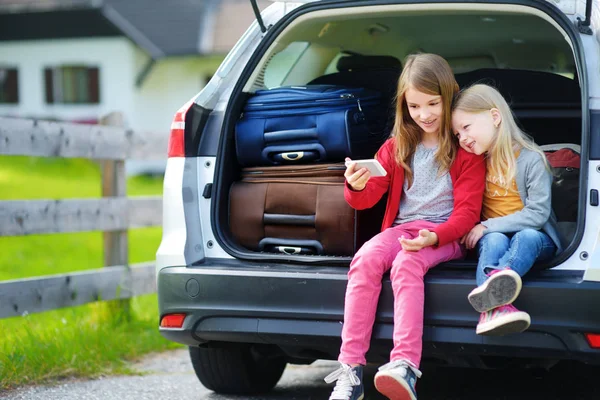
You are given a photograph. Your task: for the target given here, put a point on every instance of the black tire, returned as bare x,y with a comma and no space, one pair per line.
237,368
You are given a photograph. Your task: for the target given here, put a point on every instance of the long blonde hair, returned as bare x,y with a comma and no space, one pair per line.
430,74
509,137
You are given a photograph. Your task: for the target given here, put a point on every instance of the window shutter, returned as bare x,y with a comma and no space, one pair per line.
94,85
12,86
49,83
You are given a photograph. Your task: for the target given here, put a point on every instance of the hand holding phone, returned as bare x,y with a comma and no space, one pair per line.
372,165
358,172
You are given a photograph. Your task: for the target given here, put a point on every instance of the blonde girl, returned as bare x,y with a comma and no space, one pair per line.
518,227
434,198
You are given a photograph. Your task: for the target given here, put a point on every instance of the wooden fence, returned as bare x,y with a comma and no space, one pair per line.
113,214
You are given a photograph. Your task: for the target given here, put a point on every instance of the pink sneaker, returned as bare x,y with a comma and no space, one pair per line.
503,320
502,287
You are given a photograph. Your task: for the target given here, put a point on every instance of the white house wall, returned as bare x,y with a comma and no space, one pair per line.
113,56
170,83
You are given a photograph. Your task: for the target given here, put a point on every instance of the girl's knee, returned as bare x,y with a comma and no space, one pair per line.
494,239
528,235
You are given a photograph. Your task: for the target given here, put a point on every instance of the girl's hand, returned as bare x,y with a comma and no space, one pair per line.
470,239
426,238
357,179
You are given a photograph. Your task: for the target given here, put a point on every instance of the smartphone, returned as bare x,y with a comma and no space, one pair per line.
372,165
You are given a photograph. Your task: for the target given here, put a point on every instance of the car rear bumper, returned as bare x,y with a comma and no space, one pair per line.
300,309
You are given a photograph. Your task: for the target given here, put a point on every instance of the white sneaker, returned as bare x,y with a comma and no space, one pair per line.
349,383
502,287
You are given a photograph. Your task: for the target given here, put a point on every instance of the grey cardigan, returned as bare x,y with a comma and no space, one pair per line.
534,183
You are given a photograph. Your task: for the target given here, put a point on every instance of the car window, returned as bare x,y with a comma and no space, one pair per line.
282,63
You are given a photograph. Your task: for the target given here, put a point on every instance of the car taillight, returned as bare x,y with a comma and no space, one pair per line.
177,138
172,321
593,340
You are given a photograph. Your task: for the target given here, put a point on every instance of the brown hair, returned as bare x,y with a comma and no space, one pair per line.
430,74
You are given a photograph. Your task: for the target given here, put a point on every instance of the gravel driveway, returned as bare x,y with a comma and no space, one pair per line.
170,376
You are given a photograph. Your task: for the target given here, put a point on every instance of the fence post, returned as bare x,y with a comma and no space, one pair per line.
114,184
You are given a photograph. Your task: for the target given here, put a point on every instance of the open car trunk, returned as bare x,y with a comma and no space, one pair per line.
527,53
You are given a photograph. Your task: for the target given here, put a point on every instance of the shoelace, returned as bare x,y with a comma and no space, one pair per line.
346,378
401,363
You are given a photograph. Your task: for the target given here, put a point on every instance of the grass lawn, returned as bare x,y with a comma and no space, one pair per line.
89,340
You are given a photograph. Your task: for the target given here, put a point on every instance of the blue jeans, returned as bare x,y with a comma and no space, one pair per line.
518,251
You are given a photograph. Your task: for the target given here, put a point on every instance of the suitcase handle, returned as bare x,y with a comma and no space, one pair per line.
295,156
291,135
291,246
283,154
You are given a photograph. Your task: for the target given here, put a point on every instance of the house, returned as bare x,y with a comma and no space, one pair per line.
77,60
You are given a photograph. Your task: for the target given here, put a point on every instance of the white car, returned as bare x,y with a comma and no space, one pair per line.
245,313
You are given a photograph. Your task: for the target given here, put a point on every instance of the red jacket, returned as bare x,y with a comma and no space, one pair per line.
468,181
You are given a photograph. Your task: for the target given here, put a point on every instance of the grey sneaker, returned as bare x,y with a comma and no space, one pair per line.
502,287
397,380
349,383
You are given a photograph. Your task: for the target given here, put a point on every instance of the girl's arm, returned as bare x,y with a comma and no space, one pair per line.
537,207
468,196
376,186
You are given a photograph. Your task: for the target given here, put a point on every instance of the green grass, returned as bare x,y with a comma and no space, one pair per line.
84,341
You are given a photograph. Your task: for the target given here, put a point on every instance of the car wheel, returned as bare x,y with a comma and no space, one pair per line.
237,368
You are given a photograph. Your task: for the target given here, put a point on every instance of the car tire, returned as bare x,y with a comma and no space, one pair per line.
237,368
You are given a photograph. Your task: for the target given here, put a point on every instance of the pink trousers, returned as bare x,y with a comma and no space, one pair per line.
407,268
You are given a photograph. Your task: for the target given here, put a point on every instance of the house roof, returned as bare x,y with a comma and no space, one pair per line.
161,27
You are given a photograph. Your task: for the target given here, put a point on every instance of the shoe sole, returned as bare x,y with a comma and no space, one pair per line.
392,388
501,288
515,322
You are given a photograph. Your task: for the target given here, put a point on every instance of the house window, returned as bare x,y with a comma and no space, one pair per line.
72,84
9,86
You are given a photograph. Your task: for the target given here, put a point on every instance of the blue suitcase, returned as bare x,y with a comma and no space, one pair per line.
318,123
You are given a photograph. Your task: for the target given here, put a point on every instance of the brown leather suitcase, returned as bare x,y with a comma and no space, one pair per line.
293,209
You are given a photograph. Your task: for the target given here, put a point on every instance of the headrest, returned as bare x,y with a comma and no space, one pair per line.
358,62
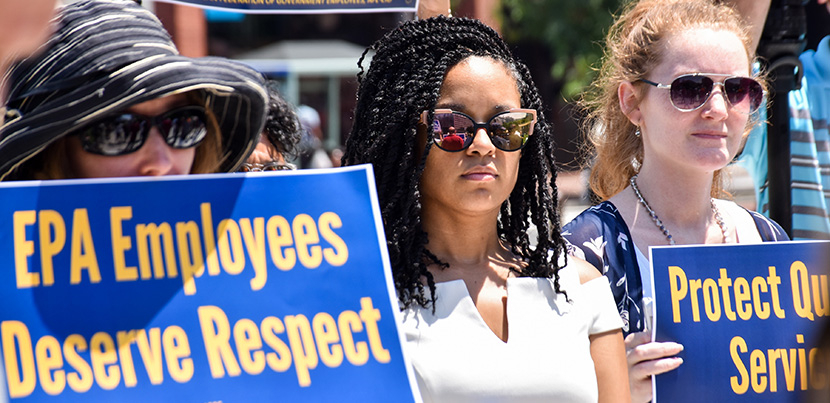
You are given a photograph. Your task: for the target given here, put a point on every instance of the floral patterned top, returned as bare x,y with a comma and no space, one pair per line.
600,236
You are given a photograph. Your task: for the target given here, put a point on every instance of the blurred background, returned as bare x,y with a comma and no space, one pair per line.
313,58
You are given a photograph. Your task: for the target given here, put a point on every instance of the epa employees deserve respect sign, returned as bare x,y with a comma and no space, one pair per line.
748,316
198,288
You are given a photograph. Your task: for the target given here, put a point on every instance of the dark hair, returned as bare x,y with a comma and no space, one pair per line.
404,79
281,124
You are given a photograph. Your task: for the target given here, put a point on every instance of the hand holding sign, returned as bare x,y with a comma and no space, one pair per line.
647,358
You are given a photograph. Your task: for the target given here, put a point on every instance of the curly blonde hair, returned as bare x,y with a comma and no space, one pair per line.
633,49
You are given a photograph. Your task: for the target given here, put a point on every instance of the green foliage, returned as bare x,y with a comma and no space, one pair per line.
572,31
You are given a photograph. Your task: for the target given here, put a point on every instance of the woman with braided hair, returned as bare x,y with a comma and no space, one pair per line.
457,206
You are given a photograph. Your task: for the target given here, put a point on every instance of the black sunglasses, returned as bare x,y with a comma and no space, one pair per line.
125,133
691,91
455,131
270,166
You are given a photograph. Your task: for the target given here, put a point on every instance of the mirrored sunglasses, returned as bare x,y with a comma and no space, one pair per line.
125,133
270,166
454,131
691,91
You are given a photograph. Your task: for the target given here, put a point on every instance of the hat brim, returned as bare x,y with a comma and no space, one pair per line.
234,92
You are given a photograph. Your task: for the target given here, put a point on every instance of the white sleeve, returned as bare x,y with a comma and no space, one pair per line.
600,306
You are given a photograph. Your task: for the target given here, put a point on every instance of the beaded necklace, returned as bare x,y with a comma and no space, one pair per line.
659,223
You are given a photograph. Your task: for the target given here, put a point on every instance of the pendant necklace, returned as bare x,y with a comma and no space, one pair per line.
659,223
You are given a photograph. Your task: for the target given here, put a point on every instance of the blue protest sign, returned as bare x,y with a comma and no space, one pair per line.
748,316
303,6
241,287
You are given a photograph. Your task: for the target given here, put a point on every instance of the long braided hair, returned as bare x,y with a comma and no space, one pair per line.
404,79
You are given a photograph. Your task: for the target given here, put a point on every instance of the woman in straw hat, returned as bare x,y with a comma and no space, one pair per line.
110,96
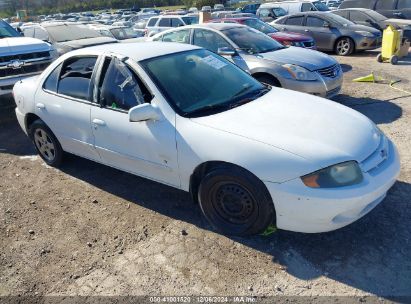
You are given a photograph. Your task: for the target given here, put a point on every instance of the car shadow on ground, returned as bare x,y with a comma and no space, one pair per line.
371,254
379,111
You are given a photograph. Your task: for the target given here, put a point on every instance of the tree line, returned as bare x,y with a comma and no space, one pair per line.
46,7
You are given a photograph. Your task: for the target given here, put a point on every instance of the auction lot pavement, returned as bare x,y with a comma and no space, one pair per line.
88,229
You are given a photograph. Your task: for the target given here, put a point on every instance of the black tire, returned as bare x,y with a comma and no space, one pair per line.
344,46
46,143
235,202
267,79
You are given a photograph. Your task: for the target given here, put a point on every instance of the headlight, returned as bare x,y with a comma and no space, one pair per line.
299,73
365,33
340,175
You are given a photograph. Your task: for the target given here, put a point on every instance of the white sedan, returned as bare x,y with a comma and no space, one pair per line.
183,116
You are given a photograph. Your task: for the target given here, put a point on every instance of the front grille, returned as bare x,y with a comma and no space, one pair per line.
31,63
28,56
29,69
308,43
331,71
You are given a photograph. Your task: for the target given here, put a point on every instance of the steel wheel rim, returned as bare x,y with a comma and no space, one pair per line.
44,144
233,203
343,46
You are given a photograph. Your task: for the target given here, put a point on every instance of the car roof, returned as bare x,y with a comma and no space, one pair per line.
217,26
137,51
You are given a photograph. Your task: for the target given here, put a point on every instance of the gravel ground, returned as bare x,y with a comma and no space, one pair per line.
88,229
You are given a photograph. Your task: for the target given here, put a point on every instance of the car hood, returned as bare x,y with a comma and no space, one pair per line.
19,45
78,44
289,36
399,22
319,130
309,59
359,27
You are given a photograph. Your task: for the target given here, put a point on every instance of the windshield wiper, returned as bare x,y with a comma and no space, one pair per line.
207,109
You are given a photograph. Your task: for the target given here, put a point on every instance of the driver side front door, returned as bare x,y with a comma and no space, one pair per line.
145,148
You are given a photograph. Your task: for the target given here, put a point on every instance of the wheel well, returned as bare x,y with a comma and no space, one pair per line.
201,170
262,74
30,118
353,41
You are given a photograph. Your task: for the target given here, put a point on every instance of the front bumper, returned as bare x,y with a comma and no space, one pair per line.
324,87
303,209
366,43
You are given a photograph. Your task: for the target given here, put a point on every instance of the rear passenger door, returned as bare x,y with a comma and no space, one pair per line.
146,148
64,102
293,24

§ §

Job: Return the line that contains "gravel ground, returned" along with every line after it through the end of the entries, exactly, adding nothing.

Worked solution:
You are given a photograph. Your task: for the target given here, put a point on every instance of the gravel ground, returned as bare x,y with a comma and no space, one pair per line.
88,229
You are given a photograph. Your task: for the target given here, put a point on every instance of the car hood, returned as bare x,y with a comma and no space, one pair per line.
19,45
78,44
289,36
399,22
319,130
309,59
359,27
You are given a photograph. Your task: for the target given here, put a point on every instance of the windshield wiper, returned as bare x,y with a comma and no space, one pair per line.
207,109
You are given a photograph. Your task: for the target given here, put a point on every instance of the driver side front door, returned as bare x,y with a comma and no space, one pair per line.
145,148
You are given a photograph. Your task: for the target given here, put a point on every instance of the wheel well, returned as bare x,y with a comma and no space, one pair per line.
201,170
262,74
30,118
353,41
You are given a photograph. Your task: for the target given here, put a point on every instance of the front bumper, returned as bare x,y with a comma and no space, one pair per line.
324,87
303,209
366,43
You are given a photograph. Your task: for the target given here, put a point on every instance of the rear passenger door, returned as bare x,y with a comma and no space, one pair per line.
146,148
64,102
293,24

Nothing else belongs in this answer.